**WORK ITEM:** Across the records that follow, give the number of lines containing the word "target" and nothing else.

**TASK INPUT:**

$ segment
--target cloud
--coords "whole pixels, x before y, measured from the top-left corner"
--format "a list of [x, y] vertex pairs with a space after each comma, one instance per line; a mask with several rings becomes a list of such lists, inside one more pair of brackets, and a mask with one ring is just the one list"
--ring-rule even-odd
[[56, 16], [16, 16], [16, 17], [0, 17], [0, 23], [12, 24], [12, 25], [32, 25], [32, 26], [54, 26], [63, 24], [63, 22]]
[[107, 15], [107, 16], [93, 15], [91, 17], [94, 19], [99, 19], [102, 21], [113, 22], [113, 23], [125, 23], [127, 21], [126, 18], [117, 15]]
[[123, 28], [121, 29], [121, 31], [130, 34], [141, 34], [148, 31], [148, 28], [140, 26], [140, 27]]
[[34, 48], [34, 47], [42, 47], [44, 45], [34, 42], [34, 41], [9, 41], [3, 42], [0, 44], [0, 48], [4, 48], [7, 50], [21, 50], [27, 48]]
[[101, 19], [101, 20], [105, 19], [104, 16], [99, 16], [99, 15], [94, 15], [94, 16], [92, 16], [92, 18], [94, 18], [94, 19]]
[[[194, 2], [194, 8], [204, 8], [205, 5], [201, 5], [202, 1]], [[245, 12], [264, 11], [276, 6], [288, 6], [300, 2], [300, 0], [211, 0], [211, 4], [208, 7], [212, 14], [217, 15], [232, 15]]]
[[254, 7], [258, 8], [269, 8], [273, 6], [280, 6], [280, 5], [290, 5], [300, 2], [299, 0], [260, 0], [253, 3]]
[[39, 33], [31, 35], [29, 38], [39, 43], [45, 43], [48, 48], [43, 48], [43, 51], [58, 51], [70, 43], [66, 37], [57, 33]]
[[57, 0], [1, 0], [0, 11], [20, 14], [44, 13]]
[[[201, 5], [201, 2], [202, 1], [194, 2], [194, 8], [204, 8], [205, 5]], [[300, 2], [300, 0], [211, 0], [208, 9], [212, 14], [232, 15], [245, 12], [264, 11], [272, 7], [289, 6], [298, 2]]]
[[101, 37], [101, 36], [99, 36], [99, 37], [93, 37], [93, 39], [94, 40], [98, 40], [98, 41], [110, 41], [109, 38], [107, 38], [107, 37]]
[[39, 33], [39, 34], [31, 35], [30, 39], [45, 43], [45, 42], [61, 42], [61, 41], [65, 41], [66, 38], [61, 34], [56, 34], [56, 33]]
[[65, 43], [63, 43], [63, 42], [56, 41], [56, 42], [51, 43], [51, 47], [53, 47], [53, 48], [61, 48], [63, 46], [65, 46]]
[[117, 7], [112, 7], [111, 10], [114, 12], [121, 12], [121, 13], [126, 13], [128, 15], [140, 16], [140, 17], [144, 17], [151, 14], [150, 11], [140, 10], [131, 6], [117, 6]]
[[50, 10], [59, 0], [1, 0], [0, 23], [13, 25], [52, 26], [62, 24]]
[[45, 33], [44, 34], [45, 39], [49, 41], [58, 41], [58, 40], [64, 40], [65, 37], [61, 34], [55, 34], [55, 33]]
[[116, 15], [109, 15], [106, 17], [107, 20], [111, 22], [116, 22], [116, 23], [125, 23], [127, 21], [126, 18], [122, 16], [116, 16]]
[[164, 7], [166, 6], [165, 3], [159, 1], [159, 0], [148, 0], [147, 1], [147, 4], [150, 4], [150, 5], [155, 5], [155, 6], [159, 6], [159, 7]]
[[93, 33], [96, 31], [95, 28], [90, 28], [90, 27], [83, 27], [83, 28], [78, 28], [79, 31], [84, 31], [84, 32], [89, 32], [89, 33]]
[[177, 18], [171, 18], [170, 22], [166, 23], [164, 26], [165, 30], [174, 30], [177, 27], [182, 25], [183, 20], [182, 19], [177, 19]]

==

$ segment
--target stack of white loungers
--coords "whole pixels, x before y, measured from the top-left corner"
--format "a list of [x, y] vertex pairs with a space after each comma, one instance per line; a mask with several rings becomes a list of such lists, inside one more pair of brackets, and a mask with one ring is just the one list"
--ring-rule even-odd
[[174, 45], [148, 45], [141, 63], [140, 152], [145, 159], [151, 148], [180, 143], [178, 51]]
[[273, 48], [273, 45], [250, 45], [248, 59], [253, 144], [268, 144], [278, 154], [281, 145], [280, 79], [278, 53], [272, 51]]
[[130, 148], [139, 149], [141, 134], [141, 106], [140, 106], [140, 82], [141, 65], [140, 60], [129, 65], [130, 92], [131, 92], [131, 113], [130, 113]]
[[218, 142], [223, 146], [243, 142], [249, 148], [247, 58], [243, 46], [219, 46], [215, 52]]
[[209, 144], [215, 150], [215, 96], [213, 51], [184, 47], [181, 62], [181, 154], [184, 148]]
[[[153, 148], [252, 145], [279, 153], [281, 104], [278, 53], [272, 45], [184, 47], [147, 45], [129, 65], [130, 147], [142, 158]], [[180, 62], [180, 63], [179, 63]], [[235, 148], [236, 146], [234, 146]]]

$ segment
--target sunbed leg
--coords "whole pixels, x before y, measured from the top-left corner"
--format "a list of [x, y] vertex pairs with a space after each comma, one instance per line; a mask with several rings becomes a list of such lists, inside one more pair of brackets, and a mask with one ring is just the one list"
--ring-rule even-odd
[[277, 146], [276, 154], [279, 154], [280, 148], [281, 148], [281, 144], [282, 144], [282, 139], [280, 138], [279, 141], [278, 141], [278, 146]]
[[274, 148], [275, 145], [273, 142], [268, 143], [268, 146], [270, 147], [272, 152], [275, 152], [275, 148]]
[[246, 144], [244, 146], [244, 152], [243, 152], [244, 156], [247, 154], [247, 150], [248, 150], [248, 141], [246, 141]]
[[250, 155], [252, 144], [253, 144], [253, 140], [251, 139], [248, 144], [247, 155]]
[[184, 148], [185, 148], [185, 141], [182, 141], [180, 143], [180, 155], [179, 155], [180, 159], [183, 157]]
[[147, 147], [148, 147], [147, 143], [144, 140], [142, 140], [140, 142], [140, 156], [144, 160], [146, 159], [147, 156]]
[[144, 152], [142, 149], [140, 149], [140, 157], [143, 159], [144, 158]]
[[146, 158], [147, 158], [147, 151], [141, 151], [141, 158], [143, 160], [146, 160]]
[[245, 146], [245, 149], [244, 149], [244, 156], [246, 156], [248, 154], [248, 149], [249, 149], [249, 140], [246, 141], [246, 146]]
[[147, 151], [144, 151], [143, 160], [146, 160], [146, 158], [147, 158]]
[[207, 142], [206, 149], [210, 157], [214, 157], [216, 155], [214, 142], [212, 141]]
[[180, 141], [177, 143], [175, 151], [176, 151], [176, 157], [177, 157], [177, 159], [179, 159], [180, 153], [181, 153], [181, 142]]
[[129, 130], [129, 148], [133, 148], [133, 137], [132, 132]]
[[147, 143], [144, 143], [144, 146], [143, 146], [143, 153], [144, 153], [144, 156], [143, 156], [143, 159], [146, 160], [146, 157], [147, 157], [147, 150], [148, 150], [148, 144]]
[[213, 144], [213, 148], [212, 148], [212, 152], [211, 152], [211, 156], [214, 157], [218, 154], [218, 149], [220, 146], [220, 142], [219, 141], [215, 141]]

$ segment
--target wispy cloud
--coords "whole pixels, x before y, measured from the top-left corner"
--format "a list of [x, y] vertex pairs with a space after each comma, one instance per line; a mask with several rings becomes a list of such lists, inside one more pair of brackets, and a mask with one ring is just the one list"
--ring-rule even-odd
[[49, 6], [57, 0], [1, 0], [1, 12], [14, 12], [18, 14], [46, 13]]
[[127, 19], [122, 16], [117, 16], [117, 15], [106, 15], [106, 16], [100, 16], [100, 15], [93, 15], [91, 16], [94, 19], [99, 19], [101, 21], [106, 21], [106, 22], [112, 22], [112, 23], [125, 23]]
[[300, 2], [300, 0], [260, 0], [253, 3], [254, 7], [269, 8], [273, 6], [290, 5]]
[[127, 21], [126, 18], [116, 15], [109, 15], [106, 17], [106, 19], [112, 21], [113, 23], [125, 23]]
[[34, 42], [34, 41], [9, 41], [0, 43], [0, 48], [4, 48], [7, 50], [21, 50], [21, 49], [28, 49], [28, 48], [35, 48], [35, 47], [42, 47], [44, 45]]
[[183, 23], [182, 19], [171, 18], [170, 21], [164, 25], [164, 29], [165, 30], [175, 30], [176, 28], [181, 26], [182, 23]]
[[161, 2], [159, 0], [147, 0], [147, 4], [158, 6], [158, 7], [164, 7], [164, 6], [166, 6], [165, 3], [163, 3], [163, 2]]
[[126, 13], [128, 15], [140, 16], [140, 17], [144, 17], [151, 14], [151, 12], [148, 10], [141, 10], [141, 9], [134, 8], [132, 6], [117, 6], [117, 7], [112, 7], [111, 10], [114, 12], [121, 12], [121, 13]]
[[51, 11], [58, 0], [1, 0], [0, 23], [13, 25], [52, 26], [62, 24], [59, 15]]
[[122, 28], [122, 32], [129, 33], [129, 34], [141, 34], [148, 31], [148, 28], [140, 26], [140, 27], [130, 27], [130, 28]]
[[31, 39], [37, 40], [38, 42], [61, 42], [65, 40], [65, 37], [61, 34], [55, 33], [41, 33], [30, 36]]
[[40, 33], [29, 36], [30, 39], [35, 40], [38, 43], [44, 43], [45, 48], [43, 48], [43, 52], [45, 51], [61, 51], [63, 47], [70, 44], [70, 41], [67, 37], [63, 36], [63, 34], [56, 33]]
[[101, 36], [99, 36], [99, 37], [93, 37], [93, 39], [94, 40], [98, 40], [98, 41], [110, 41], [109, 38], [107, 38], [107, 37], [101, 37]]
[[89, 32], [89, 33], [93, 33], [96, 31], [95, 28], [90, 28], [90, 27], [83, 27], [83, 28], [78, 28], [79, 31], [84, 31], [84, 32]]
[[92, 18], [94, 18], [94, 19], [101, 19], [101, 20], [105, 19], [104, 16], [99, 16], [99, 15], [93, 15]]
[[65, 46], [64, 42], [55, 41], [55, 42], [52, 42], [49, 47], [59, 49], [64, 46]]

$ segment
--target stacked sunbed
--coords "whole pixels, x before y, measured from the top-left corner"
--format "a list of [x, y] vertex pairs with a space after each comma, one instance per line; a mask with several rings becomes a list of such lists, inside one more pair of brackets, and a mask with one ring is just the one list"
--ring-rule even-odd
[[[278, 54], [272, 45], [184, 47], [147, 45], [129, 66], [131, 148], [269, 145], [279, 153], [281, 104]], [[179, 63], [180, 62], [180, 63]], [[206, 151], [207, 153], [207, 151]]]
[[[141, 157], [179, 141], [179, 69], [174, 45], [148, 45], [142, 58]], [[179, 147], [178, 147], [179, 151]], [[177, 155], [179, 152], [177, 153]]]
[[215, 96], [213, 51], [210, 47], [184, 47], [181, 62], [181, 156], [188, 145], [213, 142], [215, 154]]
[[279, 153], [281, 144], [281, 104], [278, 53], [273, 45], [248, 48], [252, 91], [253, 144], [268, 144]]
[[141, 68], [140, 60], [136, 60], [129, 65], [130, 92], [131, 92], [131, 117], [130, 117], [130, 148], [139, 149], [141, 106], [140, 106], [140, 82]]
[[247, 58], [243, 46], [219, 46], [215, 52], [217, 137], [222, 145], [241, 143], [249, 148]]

**REPLY TO THE EXERCISE:** 5